§ Records for the exercise:
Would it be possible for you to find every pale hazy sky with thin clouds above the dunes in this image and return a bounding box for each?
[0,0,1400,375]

---

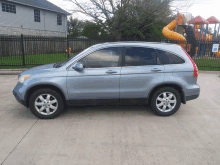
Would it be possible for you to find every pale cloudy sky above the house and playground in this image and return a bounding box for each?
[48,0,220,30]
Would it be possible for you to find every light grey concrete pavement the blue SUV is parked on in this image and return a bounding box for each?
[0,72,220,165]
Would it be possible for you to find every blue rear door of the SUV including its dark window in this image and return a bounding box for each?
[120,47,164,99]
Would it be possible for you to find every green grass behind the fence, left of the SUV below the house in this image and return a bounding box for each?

...

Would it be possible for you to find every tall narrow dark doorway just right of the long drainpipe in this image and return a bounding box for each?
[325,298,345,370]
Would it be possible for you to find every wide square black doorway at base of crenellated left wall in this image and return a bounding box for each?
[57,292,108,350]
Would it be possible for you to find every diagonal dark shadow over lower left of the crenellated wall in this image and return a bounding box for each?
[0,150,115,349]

§ Work task: Could you retype exactly the lines above, starting at the line that contains "Would it be possible for you to find every light" and ending at the line that contains "Would it be possible for you to find every green", and nothing more?

§ Solution to this problem:
Would it be possible for you to find every light grey concrete pavement the blue SUV is parked on in this image and return a bounding box for each?
[0,72,220,165]
Would it be possible for you to find every blue rear door of the SUV including its dark window in this image and return a bounding box for each?
[120,47,164,99]
Would it be possible for you to find every green grass behind the fence, left of the SUV below the house in this image and return a bounding box for each?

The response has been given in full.